-- Start Dataset content --

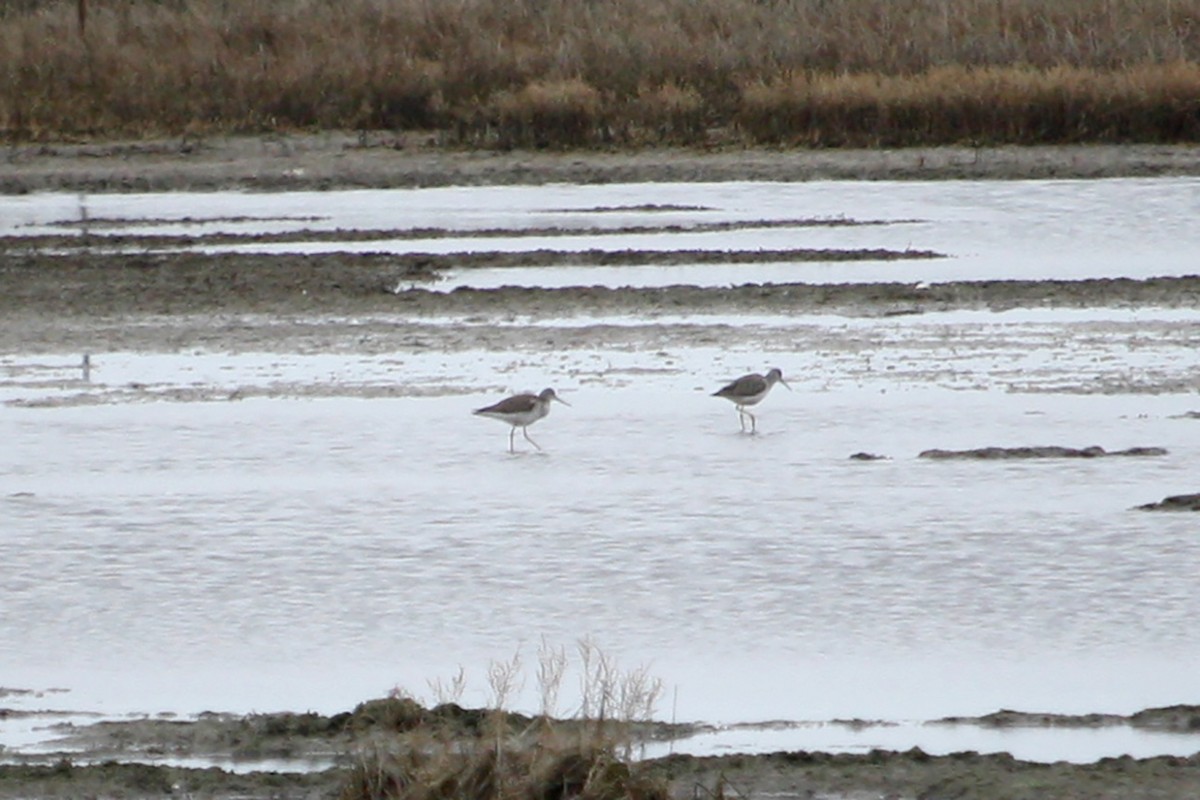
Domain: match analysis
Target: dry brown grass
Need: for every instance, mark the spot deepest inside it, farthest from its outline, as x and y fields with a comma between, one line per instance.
x=583, y=73
x=451, y=753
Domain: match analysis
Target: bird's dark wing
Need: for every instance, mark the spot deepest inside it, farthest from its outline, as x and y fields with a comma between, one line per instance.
x=744, y=386
x=515, y=404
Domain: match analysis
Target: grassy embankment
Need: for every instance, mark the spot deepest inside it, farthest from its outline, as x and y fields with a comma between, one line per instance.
x=499, y=756
x=570, y=73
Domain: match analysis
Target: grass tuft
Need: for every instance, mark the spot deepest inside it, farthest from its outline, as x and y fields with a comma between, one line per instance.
x=455, y=753
x=563, y=73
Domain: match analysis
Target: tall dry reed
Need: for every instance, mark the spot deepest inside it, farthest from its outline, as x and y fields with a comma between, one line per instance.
x=453, y=753
x=582, y=72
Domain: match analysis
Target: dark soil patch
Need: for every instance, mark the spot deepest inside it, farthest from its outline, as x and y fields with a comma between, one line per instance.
x=1174, y=503
x=997, y=453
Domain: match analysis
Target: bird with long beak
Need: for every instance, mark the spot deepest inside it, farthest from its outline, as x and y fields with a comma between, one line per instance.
x=749, y=390
x=521, y=411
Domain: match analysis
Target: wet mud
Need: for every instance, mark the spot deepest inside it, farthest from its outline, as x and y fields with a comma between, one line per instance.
x=1175, y=503
x=88, y=300
x=125, y=758
x=96, y=301
x=1054, y=451
x=349, y=160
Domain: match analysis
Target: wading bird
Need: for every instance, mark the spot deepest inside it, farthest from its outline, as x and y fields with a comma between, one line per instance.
x=521, y=411
x=749, y=390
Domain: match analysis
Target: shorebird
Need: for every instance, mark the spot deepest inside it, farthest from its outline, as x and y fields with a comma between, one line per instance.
x=521, y=411
x=749, y=390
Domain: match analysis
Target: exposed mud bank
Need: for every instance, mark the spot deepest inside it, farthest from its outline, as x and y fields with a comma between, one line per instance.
x=1054, y=451
x=339, y=160
x=99, y=301
x=783, y=775
x=1175, y=503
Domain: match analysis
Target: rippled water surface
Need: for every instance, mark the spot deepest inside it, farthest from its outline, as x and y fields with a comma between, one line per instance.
x=311, y=552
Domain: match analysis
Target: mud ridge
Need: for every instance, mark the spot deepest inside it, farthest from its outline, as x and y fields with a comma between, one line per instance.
x=997, y=453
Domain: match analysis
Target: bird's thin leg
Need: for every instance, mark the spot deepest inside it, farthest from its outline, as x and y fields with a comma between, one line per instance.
x=526, y=432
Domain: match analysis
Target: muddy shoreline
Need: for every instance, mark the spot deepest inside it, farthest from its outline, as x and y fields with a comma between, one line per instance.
x=346, y=160
x=124, y=758
x=89, y=301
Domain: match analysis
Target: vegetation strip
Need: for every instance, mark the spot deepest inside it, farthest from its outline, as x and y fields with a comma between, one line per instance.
x=505, y=73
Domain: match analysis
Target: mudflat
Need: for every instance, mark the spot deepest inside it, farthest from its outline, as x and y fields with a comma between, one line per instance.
x=346, y=160
x=85, y=301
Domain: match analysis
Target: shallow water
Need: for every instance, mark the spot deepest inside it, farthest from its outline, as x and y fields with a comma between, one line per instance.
x=321, y=545
x=989, y=229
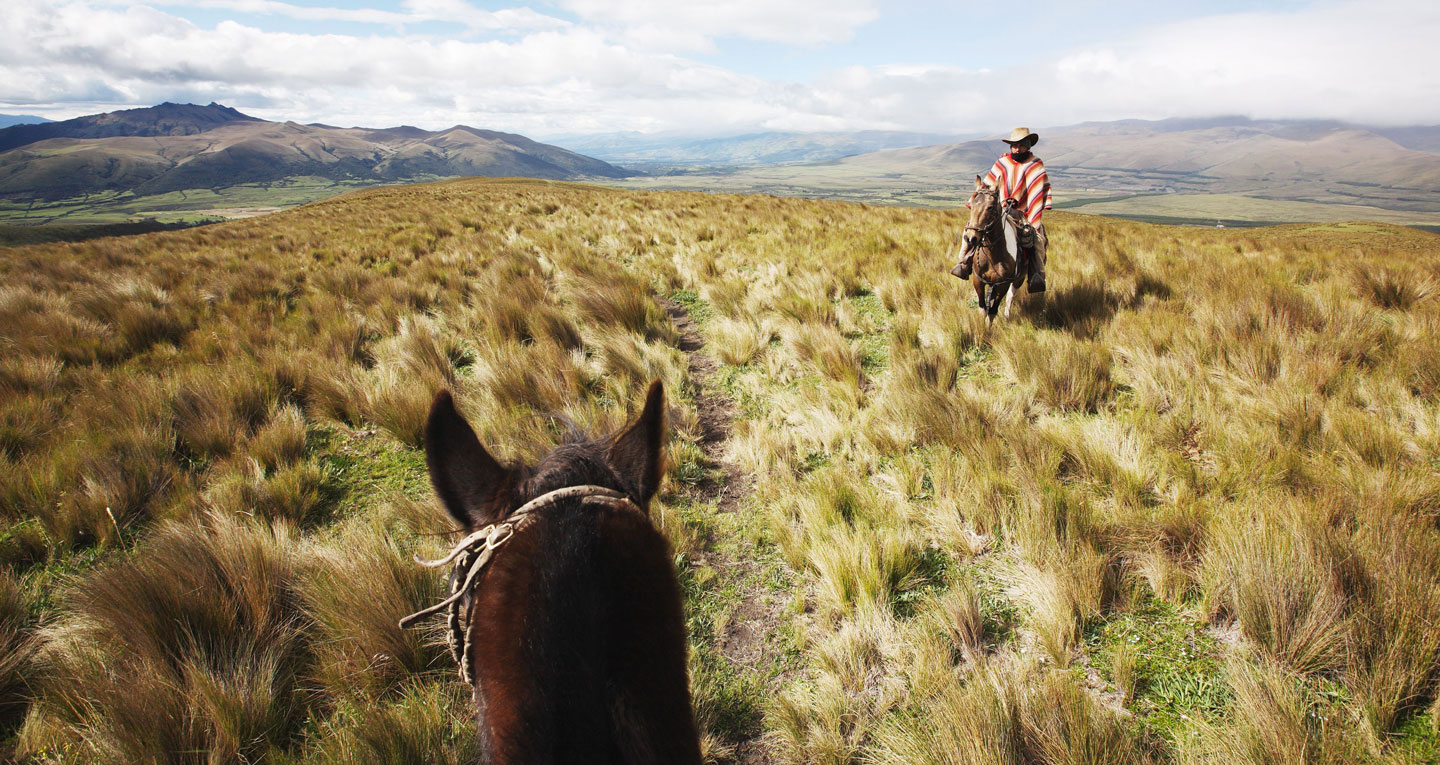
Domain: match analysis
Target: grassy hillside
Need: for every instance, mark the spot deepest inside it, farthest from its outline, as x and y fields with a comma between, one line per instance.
x=1181, y=510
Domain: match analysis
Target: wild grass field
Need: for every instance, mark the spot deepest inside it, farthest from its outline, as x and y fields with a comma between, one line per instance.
x=1181, y=510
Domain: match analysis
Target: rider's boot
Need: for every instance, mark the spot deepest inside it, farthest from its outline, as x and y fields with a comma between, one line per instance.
x=962, y=270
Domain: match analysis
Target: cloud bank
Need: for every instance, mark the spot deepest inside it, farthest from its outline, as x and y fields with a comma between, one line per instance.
x=611, y=65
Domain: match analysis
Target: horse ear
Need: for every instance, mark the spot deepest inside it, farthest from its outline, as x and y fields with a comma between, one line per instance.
x=465, y=477
x=638, y=453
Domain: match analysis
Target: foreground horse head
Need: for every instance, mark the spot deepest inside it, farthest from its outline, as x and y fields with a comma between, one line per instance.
x=568, y=620
x=985, y=234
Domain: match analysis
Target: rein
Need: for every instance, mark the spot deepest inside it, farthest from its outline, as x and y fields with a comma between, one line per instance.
x=471, y=553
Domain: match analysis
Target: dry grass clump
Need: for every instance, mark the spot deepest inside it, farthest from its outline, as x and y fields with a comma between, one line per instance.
x=281, y=441
x=411, y=368
x=1007, y=715
x=424, y=723
x=216, y=409
x=195, y=646
x=825, y=347
x=1240, y=424
x=1064, y=373
x=16, y=647
x=356, y=588
x=300, y=493
x=1288, y=582
x=738, y=342
x=1273, y=722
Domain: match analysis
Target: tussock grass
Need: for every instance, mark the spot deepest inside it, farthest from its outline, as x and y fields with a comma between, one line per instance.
x=193, y=646
x=16, y=650
x=1275, y=722
x=1288, y=584
x=1011, y=715
x=1064, y=373
x=356, y=589
x=1240, y=424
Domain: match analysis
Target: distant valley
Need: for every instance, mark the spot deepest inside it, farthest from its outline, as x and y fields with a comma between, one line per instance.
x=1230, y=170
x=657, y=151
x=185, y=163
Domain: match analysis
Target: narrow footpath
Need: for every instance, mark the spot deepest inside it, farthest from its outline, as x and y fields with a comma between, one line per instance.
x=746, y=641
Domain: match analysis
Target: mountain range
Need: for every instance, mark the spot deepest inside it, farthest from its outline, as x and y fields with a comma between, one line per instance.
x=1295, y=160
x=183, y=146
x=6, y=120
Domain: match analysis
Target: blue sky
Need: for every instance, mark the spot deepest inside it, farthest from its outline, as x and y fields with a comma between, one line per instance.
x=566, y=66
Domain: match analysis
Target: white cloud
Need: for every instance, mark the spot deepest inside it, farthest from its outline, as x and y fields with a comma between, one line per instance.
x=460, y=12
x=693, y=26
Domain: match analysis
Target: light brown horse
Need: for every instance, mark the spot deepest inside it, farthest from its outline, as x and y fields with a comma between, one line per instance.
x=995, y=270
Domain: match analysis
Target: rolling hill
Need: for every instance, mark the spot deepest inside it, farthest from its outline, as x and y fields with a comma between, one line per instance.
x=6, y=120
x=180, y=146
x=1172, y=170
x=1178, y=509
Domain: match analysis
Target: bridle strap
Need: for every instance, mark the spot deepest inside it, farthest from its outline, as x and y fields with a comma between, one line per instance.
x=471, y=553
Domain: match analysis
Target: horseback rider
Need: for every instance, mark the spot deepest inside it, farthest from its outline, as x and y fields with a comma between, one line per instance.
x=1026, y=192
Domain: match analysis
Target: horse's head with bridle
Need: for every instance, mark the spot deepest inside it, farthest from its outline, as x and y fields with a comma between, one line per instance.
x=565, y=611
x=994, y=268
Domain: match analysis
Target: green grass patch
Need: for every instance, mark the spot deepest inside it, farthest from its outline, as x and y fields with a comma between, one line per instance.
x=1180, y=676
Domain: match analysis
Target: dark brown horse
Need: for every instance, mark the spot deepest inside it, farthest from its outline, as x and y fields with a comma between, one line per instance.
x=570, y=624
x=995, y=271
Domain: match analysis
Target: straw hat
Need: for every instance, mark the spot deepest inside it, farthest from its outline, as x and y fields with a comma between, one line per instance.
x=1023, y=136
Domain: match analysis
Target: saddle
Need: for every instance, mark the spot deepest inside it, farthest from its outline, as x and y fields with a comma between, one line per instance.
x=1020, y=239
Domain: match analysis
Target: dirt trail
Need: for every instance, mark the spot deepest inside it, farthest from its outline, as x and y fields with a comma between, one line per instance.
x=756, y=617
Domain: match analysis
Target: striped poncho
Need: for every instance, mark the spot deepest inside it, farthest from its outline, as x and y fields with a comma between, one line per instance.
x=1023, y=182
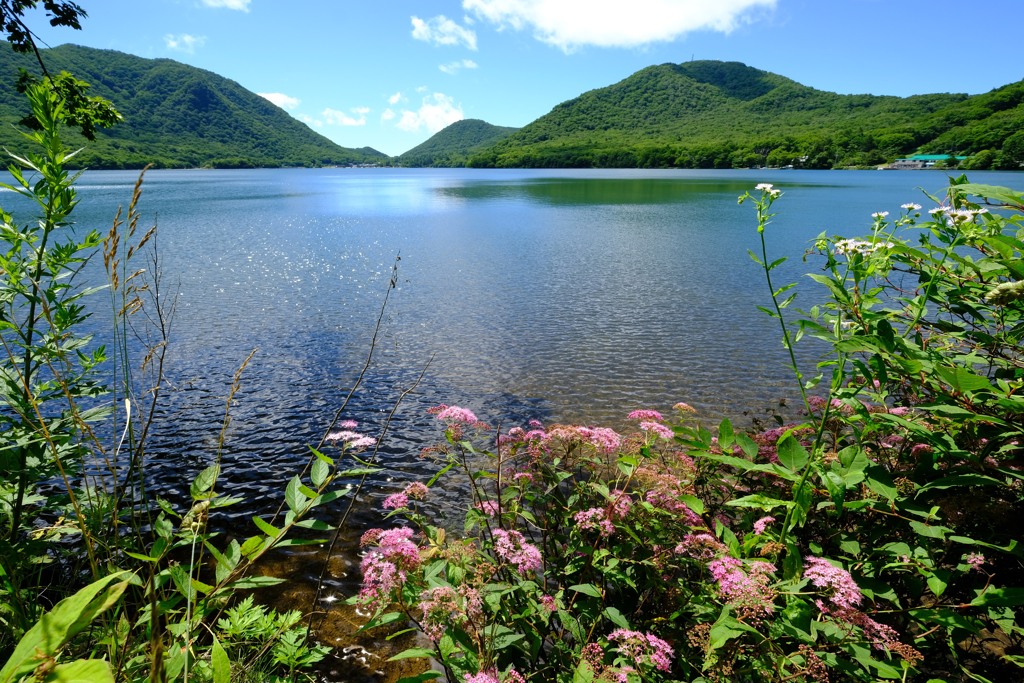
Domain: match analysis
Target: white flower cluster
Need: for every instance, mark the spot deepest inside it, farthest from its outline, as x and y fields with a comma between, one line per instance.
x=859, y=247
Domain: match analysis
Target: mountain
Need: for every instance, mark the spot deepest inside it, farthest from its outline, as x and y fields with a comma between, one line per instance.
x=454, y=144
x=174, y=116
x=728, y=115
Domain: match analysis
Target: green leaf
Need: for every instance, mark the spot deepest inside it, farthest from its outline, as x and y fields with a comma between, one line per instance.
x=318, y=472
x=999, y=597
x=59, y=625
x=81, y=671
x=219, y=663
x=587, y=589
x=616, y=617
x=271, y=531
x=792, y=454
x=294, y=498
x=759, y=501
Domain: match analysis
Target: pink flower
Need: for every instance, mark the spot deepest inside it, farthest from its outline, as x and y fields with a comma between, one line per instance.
x=489, y=676
x=975, y=560
x=657, y=428
x=384, y=568
x=645, y=415
x=843, y=590
x=761, y=524
x=488, y=508
x=395, y=502
x=513, y=548
x=350, y=439
x=595, y=519
x=454, y=414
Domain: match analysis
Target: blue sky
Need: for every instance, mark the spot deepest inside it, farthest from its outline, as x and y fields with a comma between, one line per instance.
x=389, y=74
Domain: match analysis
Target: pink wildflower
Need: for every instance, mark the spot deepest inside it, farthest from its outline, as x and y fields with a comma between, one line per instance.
x=761, y=524
x=645, y=415
x=350, y=439
x=643, y=648
x=595, y=519
x=488, y=508
x=489, y=676
x=844, y=592
x=384, y=568
x=975, y=560
x=454, y=414
x=395, y=502
x=657, y=428
x=513, y=548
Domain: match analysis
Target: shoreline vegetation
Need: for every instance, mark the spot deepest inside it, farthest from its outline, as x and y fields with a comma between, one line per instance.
x=873, y=538
x=694, y=115
x=848, y=545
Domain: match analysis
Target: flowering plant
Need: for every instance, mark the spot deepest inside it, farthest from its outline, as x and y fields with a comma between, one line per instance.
x=841, y=547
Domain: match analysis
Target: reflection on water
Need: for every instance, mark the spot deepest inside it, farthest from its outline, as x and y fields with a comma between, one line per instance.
x=569, y=296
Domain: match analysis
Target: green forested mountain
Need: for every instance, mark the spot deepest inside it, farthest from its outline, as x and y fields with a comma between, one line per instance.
x=175, y=116
x=454, y=144
x=728, y=115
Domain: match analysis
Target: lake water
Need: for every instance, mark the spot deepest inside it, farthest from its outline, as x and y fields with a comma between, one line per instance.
x=568, y=296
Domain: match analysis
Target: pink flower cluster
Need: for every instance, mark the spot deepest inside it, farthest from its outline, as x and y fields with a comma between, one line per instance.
x=842, y=589
x=414, y=491
x=744, y=584
x=348, y=438
x=643, y=648
x=513, y=548
x=384, y=567
x=595, y=519
x=442, y=606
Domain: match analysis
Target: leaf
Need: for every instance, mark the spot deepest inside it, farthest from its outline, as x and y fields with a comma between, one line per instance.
x=271, y=531
x=792, y=454
x=587, y=589
x=318, y=472
x=220, y=664
x=294, y=498
x=759, y=501
x=81, y=671
x=999, y=597
x=61, y=624
x=616, y=617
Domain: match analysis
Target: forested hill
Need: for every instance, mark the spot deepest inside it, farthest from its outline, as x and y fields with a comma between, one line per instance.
x=728, y=115
x=454, y=144
x=175, y=116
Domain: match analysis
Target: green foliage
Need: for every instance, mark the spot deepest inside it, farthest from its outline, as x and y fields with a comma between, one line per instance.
x=727, y=115
x=138, y=589
x=873, y=541
x=175, y=117
x=455, y=143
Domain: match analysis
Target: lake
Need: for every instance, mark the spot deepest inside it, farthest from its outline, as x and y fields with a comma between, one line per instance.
x=563, y=296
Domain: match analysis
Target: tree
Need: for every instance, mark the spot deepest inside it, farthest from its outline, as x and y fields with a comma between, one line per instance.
x=83, y=111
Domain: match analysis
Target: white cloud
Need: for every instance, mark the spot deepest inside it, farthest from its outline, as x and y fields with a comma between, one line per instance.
x=336, y=118
x=454, y=67
x=571, y=24
x=281, y=99
x=436, y=112
x=241, y=5
x=442, y=31
x=183, y=43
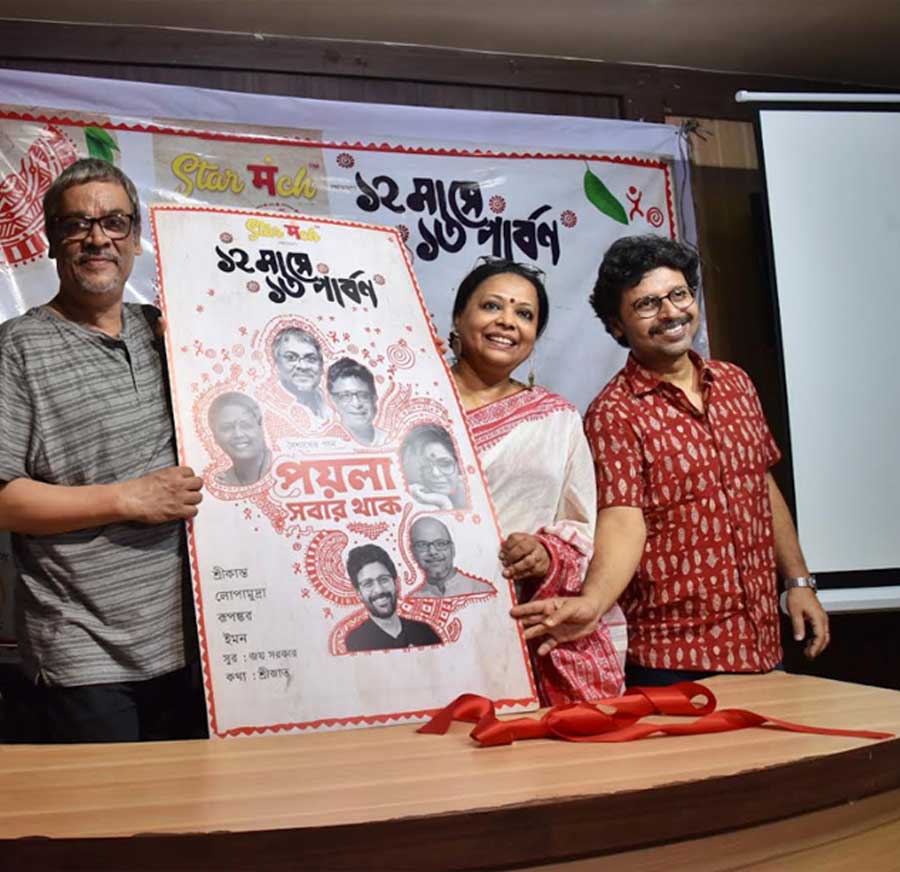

-- End Dataset content --

▶ Problem
Copy the records word for word, from their first line up to and including the line containing "x=349, y=160", leaving out the pictures.

▶ Response to this exercise
Domain: match analysis
Target: dry brown grass
Need: for every instance, mark the spot deepest inside it, farthest from its outline, as x and y fields with a comma between, one line per instance.
x=583, y=73
x=451, y=753
Domain: match analysis
Target: bird's dark wing
Need: for every instance, mark the spot deepest inside it, farthest from its outline, as x and y fields with a comma between, one line per instance.
x=744, y=386
x=515, y=404
Domain: match analysis
Target: grassy embankment
Need: for every instance, mark the spot deepest inside it, farthest from its outline, as x and y fields with a comma between, one line per instance.
x=499, y=756
x=570, y=73
Domain: match analysis
Target: grass tuft
Need: for every instance, mark the spot deepest inside it, farthest from its outline, as x and y fields with a comma between, one line per instance.
x=455, y=753
x=563, y=73
Domain: match analysis
Target: tall dry reed
Need: for every instance, mark the spot deepest inside it, farthest from its outline, as x and y fields with a comma between, one line per instance.
x=453, y=753
x=582, y=72
Domain: match analysis
Target: dark soil patch
Need: for every instance, mark the spot deepest inside it, farthest from its outline, as x and y fields with a comma between, one line per instance.
x=1174, y=503
x=997, y=453
Domain: match analysis
Target: bird with long beak
Need: for every instance, mark the spot deepest inside it, farthest from its outline, as x and y fields with a comma between, one line per instance.
x=749, y=390
x=521, y=411
Domain: match analysis
Target: wet mud
Need: for every instance, mark the spot deepest inside it, farthest from its outline, as x and y fields with a comma between, one line per instance.
x=1175, y=503
x=88, y=300
x=125, y=758
x=96, y=301
x=1054, y=451
x=349, y=160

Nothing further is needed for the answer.